◆ ФРАГМЕНТ ТЕКСТА:

========

Словарный же порядок видится здесь и впрямь счастливой находкой, потому что на самом деле никогда нельзя знать, что именно из того, что удалось вспомнить, - окажется самым-самым важным. “Жвачка”, “двушка” и “пятак” на самом деле способны всерьез поспорить в этом отношении за первенство со, скажем, “коммунизмом” или “борьбой” - хотя бы уже потому, что эти последние - вещи вполне умозрительные, а первые переживались как часть личного чувственного опыта.

Благодаря разности авторов - и разному их возрасту (соответственно - различной степени сформированности советским), и многообразию их умственных устройств и душевных стилей - картина складывается столь же дробная, сколь и объемная; столь же широкоохватная, сколь и неровная. Поэтому из нее, со всеми ее верными случайностями, можно многое узнать не только о том, что и как было в советскую эпоху, но и об устройстве самой исторической памяти - по крайней мере, в тех ее слоях, в которых она еще составляет единство с памятью биографической. О тесной взаимосвязи и упрямой необходимости друг другу всех ее элементов.

Поэтому, хотя до энциклопедичности советскому опыту пока далеко, хотя связанная с его осмыслением культурная работа далеко еще не завершена - мы видим, что всякое живое, дикорастущее и непричесанное воспоминание о нем энциклопедично само в себе. Принципиальная неполнота каждого из них с избытком искупается его неминуемой - хочется даже сказать, неконтролируемой, разрастающейся на глазах - многосторонностью.

========

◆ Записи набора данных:
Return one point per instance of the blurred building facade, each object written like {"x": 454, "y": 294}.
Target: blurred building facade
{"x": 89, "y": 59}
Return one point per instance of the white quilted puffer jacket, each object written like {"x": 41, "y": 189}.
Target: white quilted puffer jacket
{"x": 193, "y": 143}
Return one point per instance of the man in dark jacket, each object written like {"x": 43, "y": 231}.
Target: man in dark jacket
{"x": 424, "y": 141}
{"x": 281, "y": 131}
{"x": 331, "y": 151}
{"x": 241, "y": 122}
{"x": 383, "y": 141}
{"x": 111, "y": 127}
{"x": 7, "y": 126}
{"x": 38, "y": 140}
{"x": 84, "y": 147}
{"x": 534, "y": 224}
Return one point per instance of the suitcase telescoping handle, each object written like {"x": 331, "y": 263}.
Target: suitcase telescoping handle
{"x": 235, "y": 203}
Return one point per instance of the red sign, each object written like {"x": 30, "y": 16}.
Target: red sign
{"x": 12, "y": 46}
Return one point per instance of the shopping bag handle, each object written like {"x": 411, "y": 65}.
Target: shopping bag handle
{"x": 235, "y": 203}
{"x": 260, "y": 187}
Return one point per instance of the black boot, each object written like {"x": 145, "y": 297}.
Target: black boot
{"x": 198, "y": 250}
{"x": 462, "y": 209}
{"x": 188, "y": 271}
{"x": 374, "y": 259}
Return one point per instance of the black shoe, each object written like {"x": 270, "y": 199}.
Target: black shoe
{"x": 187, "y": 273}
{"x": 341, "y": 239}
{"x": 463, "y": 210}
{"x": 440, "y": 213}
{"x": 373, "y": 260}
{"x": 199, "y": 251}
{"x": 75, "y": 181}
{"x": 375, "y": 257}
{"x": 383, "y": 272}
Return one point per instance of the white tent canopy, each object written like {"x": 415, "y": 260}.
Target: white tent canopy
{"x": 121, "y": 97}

========

◆ СПИСОК ЗАДАНИЙ:
1. Какие слова, согласно отрывку, могут всерьез поспорить за первенство с «коммунизмом» или «борьбой»?
2. Перепишите часть отрывка без изменений: начните с места, где стоят слова «Благодаря разности авторов», и остановитесь после слов «всех ее элементов.».
Для ответов пользуйтесь только отрывком.

◆ ОТВЕТЫ К УПРАЖНЕНИЮ:
1. «Жвачка», «двушка» и «пятак».

2.
Благодаря разности авторов - и разному их возрасту (соответственно - различной степени сформированности советским), и многообразию их умственных устройств и душевных стилей - картина складывается столь же дробная, сколь и объемная; столь же широкоохватная, сколь и неровная. Поэтому из нее, со всеми ее верными случайностями, можно многое узнать не только о том, что и как было в советскую эпоху, но и об устройстве самой исторической памяти - по крайней мере, в тех ее слоях, в которых она еще составляет единство с памятью биографической. О тесной взаимосвязи и упрямой необходимости друг другу всех ее элементов.